• _PROBLEM STATEMENT_
Return every line of the data below that contains the word "chair".

═════ GIVEN DATA ═════

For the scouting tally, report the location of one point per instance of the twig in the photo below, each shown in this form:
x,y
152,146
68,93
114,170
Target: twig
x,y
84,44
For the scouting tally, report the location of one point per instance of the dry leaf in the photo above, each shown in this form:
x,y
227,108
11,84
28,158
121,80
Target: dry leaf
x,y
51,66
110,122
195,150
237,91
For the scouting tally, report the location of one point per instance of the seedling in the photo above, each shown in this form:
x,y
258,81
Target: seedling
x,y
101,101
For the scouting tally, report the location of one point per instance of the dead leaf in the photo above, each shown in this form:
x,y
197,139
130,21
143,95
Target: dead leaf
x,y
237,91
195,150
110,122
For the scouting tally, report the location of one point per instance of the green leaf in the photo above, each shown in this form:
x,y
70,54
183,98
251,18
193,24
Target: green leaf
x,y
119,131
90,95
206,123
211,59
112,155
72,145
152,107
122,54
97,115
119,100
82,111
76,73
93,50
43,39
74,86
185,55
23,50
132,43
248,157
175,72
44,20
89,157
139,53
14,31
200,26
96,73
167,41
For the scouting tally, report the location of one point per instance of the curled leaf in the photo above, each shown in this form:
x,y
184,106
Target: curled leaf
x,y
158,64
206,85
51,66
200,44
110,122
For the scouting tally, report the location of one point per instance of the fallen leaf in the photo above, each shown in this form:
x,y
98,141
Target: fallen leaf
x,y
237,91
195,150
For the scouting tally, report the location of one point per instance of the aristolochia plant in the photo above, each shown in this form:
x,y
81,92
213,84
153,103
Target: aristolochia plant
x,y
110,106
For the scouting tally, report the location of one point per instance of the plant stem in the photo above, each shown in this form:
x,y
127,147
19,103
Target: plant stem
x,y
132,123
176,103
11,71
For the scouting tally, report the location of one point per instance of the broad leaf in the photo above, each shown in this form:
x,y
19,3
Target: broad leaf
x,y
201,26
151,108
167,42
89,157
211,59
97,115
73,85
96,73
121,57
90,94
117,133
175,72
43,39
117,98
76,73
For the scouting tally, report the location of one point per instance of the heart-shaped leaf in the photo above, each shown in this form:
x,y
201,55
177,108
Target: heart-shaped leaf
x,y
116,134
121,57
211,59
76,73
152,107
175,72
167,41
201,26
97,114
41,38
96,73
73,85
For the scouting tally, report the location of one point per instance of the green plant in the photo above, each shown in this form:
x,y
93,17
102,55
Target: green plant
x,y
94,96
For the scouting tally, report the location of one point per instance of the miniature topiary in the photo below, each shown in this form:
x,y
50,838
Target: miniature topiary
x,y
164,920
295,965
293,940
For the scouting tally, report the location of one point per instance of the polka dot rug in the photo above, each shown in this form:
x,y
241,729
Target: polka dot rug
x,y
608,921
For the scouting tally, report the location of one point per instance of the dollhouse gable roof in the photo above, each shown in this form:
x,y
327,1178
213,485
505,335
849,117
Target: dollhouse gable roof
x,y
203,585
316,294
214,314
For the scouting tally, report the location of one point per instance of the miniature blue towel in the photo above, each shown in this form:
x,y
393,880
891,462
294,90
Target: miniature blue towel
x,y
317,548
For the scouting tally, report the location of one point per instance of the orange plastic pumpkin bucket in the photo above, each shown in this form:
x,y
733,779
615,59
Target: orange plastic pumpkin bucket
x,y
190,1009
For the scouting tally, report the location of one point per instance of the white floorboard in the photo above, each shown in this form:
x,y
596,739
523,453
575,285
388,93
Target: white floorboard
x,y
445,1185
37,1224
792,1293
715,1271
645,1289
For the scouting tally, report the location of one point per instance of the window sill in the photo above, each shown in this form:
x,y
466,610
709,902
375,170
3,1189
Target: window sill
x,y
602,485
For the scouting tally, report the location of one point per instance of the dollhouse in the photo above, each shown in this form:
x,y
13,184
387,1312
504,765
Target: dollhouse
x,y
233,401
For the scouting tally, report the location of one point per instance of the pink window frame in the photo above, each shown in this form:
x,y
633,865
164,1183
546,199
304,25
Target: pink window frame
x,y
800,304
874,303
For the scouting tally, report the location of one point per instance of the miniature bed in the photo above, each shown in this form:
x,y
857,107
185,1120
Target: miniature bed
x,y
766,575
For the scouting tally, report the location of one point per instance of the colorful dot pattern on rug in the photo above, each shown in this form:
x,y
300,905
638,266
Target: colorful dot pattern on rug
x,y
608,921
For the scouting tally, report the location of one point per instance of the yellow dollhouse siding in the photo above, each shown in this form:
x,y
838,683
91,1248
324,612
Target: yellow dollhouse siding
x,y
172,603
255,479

═════
═════ GIVEN DATA ═════

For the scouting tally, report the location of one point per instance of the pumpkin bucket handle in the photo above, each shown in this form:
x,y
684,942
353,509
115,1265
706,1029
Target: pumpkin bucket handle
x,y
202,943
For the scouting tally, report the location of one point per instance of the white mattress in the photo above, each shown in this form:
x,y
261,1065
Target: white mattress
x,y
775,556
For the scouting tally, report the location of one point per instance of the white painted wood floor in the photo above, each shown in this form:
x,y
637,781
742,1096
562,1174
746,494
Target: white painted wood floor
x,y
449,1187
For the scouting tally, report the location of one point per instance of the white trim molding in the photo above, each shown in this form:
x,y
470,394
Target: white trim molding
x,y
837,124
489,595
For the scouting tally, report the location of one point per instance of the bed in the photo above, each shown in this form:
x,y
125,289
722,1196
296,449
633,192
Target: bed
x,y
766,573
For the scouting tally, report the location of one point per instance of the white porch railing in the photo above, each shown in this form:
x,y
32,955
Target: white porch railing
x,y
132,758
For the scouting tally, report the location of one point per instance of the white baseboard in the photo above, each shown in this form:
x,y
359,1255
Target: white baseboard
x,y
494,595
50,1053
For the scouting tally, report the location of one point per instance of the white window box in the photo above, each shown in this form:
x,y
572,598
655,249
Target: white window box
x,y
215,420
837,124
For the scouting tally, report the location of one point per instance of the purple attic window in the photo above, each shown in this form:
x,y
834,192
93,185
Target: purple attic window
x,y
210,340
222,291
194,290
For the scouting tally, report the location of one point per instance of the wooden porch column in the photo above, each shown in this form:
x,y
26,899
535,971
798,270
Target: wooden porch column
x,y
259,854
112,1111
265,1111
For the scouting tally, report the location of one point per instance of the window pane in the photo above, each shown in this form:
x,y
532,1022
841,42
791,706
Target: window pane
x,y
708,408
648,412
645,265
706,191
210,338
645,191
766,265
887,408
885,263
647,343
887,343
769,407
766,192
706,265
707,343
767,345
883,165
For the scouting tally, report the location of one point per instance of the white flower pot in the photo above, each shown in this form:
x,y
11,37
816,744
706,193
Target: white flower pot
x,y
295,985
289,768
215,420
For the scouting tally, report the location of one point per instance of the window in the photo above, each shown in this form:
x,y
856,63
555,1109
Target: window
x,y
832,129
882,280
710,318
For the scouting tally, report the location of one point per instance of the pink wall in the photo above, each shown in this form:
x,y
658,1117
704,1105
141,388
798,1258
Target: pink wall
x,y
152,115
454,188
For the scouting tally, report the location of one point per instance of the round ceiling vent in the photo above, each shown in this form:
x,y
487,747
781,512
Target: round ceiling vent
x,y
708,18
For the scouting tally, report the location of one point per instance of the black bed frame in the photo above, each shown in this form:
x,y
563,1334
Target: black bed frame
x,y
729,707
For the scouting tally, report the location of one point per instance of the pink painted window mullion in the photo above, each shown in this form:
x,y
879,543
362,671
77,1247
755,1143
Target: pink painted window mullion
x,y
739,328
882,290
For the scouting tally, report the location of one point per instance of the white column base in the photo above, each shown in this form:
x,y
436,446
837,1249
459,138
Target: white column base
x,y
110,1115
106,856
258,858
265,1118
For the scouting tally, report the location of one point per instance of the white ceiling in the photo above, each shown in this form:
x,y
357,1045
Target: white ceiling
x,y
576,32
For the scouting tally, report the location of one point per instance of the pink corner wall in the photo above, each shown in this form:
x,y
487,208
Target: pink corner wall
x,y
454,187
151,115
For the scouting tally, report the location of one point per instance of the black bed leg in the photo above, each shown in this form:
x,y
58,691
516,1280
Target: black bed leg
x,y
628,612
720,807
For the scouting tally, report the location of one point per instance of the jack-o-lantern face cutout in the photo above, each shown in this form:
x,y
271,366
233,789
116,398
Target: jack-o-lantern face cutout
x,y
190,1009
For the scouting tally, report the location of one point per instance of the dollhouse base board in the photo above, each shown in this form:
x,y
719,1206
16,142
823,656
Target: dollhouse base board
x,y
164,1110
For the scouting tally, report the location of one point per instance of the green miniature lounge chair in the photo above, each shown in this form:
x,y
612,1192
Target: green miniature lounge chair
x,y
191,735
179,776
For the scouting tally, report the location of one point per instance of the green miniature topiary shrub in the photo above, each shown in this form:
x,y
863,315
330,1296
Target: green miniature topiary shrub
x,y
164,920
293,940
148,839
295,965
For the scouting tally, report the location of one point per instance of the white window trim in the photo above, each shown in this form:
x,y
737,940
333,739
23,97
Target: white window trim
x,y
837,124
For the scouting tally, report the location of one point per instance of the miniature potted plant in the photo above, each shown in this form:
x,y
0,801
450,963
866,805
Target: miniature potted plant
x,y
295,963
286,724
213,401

═════

• _RESULT FOR THIS TASK_
For the scouting tally, report the location of one point per instance of the green miniature lounge chair in the photo above, each shown in this form:
Target: green miniature lounge chair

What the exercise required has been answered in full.